§ **Segmentation mask data**:
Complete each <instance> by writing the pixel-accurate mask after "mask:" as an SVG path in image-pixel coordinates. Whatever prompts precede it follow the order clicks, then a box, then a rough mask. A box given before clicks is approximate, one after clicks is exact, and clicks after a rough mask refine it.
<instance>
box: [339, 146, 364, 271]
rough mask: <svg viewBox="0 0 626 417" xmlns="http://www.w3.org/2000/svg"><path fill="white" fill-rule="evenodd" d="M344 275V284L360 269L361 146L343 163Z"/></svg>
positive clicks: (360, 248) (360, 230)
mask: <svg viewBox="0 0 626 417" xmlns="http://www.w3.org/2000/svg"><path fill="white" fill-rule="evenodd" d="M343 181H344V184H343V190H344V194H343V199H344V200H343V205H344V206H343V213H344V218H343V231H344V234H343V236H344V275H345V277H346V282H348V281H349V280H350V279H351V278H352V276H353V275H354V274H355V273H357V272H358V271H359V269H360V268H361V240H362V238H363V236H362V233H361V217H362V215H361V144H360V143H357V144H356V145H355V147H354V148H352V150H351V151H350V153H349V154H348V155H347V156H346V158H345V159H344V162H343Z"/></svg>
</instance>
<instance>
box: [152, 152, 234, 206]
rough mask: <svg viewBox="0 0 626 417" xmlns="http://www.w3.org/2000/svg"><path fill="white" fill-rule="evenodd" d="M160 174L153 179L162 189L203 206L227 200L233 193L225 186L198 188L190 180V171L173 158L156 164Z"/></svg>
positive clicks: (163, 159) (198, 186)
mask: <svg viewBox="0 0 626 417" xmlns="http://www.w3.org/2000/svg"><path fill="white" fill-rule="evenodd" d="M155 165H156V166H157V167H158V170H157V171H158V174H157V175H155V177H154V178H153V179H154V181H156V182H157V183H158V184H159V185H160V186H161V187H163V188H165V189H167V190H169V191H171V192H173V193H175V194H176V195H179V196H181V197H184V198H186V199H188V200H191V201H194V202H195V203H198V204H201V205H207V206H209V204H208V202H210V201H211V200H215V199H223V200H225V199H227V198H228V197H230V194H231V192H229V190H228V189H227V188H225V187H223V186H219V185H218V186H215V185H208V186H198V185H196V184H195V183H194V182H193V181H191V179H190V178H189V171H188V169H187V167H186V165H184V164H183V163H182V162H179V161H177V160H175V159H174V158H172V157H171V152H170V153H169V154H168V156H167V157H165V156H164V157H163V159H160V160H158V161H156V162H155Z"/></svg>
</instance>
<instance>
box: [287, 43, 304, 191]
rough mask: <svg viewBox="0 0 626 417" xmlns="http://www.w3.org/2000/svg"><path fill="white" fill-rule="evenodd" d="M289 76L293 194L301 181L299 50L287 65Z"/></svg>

§ **AIM OF THE EXERCISE**:
Number of lines above with the word "rough": supply it alone.

§ **OUTPUT**:
4